Instructions to follow: Write the entries again exactly, with no line missing.

Source data:
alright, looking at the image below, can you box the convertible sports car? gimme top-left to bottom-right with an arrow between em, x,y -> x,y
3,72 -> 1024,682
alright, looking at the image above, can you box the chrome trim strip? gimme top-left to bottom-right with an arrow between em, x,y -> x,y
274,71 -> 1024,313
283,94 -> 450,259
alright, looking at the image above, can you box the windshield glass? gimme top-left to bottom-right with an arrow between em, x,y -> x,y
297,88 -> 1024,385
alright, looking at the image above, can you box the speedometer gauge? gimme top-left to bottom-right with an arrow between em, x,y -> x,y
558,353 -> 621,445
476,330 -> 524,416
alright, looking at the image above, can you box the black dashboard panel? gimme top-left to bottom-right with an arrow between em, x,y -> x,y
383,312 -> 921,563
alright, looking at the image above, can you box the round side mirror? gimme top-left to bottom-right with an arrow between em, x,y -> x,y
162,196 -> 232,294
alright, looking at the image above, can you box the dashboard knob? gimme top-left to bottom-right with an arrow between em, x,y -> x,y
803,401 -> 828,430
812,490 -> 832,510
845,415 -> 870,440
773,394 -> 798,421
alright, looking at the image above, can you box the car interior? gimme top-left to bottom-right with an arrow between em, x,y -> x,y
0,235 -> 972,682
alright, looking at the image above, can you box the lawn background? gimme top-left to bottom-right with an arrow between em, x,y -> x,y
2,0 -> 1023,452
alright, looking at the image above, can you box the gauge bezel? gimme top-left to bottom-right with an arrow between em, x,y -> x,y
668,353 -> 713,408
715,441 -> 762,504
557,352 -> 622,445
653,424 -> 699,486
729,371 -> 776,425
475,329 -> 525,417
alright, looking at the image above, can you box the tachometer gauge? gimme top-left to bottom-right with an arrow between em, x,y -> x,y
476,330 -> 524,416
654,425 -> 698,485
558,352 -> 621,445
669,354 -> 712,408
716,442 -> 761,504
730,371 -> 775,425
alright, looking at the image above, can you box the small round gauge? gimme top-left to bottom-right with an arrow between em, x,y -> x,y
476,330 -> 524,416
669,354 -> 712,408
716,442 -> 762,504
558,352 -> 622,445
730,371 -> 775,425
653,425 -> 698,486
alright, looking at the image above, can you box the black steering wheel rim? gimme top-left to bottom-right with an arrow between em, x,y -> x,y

Task answer:
alright, looking at the image below, can you box the convertible sports car? gimme top-left to bottom-right with an arrow between em, x,y -> x,y
3,72 -> 1024,682
alright, looking at the image above, can you box the chrome trim strip? gimme top-left to bottom-right with an arrow between em, x,y -> x,y
274,71 -> 1024,313
283,94 -> 450,259
alright, looking at the image above, can you box the windshield glass? gimme top-left to bottom-right with an arrow between em, x,y -> x,y
297,88 -> 1024,385
alright, looking at the image above, can you box the speedometer gauge? gimme top-left to bottom-right with an arrow between em, x,y -> x,y
558,353 -> 621,445
476,330 -> 524,416
alright, looking at the image above, can you box the black dashboard panel? gimme top-left to bottom-right with an arrow between em, x,y -> x,y
383,312 -> 921,563
alright, looking at the image above, can you box the round side mirror? gimme top-left to bottom-right with an arrow between em, x,y -> x,y
162,196 -> 232,294
alright, looking at the image above, can you box the dashboard knob? gimme top-left to bottom-right with an arrow between em, x,y -> x,y
803,401 -> 828,430
812,490 -> 832,510
845,415 -> 870,440
773,394 -> 798,421
alright, looking at the image above, can you box the car interior? gimme top-left to bottom-right with an arrow between em, x,y -> x,y
0,235 -> 972,682
alright, looking at the image above, can you box the lawn background? gimme top-left to bottom-right with an arrow between em, x,y -> x,y
2,0 -> 1023,452
alright, looking at the image above, can you box the gauge bezel? gimme top-left to bottom-right with an arrow between em, x,y -> x,y
668,353 -> 713,408
715,441 -> 762,504
557,352 -> 622,445
653,424 -> 699,486
729,371 -> 776,425
475,329 -> 525,417
alright, looking at the image above, can you box the tachometer gauge? gimme top-left to bottom-right with an arrow between em, x,y -> x,y
476,330 -> 524,416
654,425 -> 698,485
558,352 -> 621,445
669,354 -> 712,408
716,442 -> 761,504
730,371 -> 775,425
alright, looking at the image above, can you box the small round gauge? gimme top-left to bottom-right with an arrow between em, x,y -> x,y
476,330 -> 524,416
669,354 -> 712,408
716,442 -> 762,504
558,352 -> 622,445
730,371 -> 775,425
653,425 -> 698,486
alright, looking at the image above, can you box the black steering wheel rim? gimme top-left to bottom-right with an arrow between em, x,y -> x,y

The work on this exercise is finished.